Format every line of the records below as a Markdown table with the columns "Row" and "Line", numbering the rows and omitting blank lines. Leave the pictures out of the answer.

- [Records for bounding box labeling]
____
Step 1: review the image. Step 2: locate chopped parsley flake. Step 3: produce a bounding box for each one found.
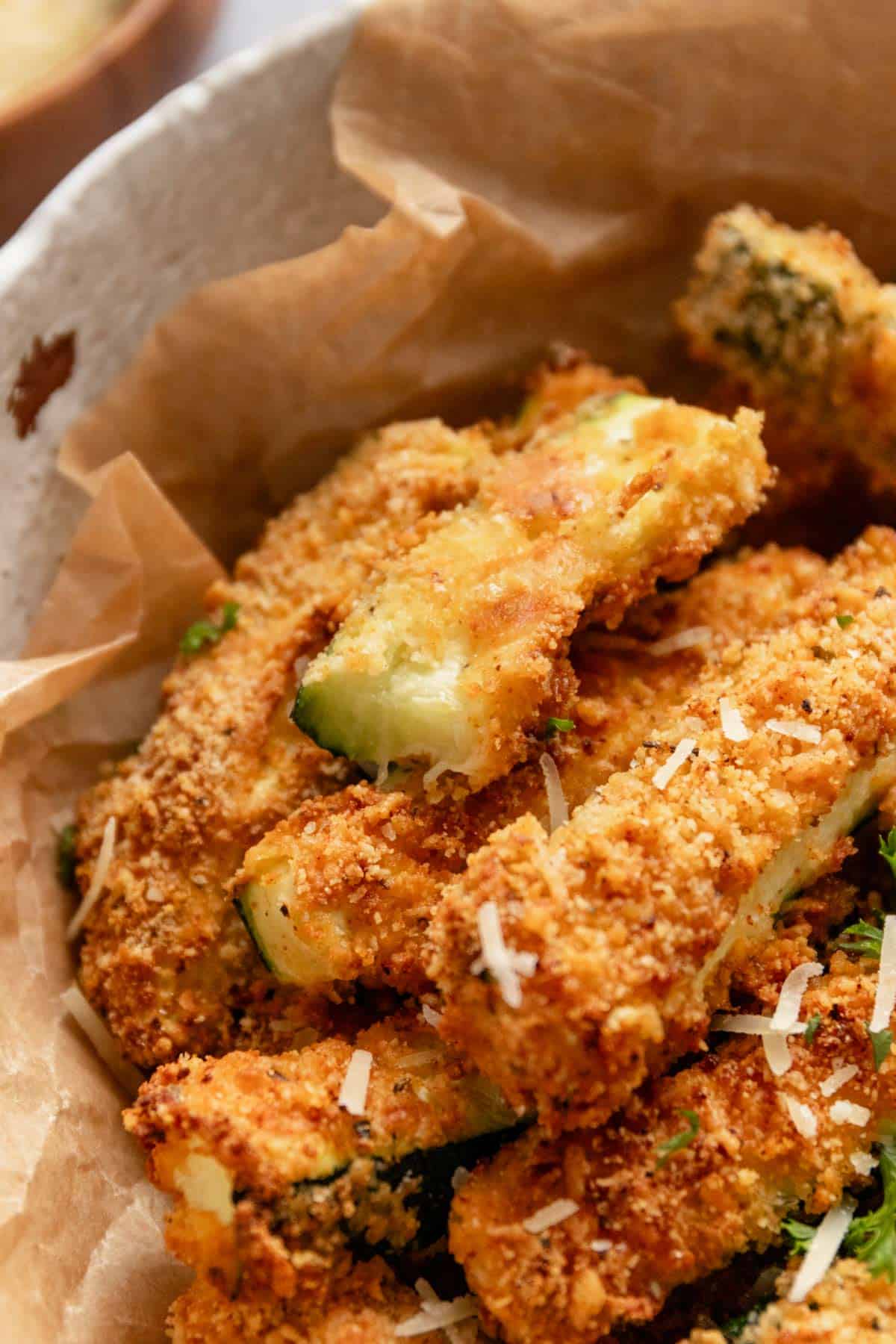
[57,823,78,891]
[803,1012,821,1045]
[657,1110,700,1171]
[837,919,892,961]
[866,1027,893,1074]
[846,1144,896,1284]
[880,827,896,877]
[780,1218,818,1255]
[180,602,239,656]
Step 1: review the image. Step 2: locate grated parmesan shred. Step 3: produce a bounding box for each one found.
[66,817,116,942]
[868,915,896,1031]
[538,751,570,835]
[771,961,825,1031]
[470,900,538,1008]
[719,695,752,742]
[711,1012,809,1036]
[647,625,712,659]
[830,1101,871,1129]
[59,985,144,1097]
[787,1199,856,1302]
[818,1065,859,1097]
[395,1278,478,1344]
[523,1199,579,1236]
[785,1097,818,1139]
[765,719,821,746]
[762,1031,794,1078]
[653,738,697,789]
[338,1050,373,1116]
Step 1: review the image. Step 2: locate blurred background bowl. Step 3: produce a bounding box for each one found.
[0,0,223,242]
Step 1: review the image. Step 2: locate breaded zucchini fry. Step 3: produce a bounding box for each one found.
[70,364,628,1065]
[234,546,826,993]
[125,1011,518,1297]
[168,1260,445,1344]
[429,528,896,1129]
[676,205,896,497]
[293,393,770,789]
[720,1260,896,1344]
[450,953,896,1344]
____
- [Response for this exercise]
| Row | Line |
|---|---|
| 1 | Step 1: review the image. Step 2: locate chopped parsley flake. Step 3: produce a bounding box for each one found. |
| 2 | [57,823,78,891] |
| 3 | [803,1012,821,1045] |
| 4 | [657,1110,700,1171] |
| 5 | [837,919,892,961] |
| 6 | [866,1027,893,1074] |
| 7 | [846,1144,896,1284] |
| 8 | [880,827,896,877] |
| 9 | [780,1218,818,1255] |
| 10 | [180,602,239,656] |
| 11 | Step 1: review the image. Step 2: locate grated parmesan shred. Step 3: produce a bounding box for each one found. |
| 12 | [66,817,116,942] |
| 13 | [868,915,896,1031] |
| 14 | [538,751,570,835] |
| 15 | [771,961,825,1031] |
| 16 | [470,900,538,1008] |
| 17 | [719,695,752,742] |
| 18 | [711,1012,809,1036] |
| 19 | [647,625,712,659] |
| 20 | [830,1101,871,1129] |
| 21 | [59,985,144,1097] |
| 22 | [787,1199,856,1302] |
| 23 | [818,1065,859,1097] |
| 24 | [395,1278,478,1344] |
| 25 | [523,1199,579,1236] |
| 26 | [785,1097,818,1139] |
| 27 | [765,719,821,746] |
| 28 | [762,1031,794,1078] |
| 29 | [653,738,697,789] |
| 30 | [338,1050,373,1116] |
| 31 | Step 1: review the image. Step 2: locate blurred background bowl. Step 3: produce a bounding box for each one found. |
| 32 | [0,0,223,242] |
| 33 | Step 1: review the image. Step 2: locate breaded zucchini fry. Step 3: produce a bounding box for each one found. |
| 34 | [70,364,628,1065] |
| 35 | [234,546,826,993] |
| 36 | [125,1011,518,1297] |
| 37 | [168,1260,445,1344] |
| 38 | [429,528,896,1129] |
| 39 | [676,205,896,497] |
| 40 | [293,393,770,789] |
| 41 | [720,1260,896,1344] |
| 42 | [450,953,896,1344] |